## Input for this task
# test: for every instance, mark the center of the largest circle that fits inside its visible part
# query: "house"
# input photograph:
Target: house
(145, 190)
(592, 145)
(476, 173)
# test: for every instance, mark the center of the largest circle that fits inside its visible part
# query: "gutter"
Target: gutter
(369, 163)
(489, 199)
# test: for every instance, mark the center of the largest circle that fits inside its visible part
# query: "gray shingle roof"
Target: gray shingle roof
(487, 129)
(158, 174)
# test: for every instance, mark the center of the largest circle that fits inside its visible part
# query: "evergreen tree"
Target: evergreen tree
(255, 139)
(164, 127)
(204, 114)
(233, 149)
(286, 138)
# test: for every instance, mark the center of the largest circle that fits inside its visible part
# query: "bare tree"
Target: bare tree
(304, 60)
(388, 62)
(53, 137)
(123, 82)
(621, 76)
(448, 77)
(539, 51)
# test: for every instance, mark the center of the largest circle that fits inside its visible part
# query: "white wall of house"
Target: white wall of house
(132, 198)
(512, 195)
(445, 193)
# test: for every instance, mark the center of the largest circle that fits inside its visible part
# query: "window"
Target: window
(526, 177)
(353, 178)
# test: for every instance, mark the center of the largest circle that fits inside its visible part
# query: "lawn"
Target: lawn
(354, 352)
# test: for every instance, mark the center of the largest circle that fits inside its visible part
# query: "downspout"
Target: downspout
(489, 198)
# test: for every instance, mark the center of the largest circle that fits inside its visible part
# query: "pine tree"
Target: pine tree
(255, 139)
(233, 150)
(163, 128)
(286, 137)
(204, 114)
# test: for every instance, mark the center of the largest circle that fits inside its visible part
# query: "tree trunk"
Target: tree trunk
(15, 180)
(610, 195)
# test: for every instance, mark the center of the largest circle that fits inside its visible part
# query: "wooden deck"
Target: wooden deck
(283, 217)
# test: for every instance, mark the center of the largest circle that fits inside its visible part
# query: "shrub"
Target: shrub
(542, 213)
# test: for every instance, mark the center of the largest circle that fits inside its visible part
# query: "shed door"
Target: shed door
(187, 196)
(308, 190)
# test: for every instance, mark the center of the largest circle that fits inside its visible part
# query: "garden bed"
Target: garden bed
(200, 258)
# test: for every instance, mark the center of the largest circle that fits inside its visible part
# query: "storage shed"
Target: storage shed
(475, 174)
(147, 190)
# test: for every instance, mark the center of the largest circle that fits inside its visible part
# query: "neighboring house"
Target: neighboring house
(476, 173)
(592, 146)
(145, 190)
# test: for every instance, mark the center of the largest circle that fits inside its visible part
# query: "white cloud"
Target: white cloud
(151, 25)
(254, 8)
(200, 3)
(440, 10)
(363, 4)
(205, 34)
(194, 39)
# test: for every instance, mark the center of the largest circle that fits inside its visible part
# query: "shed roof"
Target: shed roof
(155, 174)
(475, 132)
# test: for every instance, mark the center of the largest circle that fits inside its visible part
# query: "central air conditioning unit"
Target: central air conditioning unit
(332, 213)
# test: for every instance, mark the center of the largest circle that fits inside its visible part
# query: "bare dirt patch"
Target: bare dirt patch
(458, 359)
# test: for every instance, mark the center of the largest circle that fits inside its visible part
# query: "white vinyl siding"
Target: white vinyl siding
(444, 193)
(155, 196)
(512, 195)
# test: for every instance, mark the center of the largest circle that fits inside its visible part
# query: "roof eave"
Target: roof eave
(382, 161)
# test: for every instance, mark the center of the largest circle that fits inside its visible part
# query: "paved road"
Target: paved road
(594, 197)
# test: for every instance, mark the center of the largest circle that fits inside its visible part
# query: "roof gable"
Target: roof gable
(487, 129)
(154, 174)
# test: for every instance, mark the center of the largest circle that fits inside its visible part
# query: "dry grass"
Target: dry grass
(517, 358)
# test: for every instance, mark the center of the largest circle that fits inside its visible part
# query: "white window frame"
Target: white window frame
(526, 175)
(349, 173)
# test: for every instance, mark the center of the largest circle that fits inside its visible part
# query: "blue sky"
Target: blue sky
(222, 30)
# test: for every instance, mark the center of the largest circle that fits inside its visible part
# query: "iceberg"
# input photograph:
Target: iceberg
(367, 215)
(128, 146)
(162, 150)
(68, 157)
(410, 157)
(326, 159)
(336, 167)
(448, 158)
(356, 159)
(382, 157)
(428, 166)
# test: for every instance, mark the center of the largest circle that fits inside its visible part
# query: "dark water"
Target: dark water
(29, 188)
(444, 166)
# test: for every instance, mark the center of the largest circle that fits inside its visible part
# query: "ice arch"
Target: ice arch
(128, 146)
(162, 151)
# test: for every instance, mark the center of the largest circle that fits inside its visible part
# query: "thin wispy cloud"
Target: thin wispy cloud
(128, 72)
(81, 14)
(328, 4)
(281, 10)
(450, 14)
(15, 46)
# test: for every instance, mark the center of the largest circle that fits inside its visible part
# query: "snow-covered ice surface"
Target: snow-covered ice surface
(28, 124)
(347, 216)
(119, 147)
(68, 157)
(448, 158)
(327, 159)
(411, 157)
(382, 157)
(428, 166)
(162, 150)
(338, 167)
==
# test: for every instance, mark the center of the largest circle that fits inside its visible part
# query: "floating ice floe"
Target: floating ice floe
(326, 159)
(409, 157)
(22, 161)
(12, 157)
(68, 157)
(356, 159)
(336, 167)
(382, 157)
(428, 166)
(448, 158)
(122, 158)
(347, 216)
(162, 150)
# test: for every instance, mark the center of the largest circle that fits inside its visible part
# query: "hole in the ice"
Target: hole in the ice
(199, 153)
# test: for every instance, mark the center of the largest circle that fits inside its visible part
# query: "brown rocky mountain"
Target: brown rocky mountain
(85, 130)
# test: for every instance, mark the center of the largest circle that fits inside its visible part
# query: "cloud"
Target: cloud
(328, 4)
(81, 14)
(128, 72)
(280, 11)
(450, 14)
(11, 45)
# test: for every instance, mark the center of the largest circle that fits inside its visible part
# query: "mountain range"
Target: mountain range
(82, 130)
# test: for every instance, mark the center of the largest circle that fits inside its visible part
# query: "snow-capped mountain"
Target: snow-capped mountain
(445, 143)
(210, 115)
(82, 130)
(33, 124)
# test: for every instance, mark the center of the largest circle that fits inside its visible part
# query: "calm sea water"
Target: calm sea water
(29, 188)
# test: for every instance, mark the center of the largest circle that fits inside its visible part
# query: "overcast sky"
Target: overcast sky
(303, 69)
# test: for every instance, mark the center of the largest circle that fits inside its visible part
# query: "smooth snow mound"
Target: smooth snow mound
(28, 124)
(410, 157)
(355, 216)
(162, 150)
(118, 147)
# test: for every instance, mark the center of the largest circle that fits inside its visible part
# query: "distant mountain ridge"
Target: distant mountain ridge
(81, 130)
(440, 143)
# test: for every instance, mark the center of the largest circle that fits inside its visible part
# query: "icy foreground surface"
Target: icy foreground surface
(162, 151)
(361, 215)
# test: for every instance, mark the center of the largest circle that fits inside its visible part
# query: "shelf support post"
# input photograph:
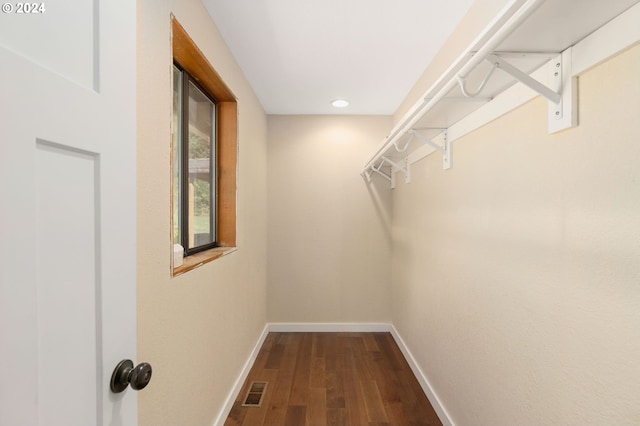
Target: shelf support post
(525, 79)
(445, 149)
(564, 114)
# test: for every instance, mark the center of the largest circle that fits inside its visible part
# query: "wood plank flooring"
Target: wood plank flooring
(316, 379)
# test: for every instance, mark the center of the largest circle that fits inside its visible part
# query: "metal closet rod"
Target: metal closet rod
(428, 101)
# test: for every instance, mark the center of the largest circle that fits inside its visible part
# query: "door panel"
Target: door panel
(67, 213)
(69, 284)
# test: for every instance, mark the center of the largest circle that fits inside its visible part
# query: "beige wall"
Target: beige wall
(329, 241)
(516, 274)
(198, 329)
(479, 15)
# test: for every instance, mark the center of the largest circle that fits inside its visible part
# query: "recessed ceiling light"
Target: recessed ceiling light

## Exercise description
Go through the records above and return each line in which the word "light" occurs.

## Solution to this problem
# query: "recessed ceiling light"
Target: recessed ceiling light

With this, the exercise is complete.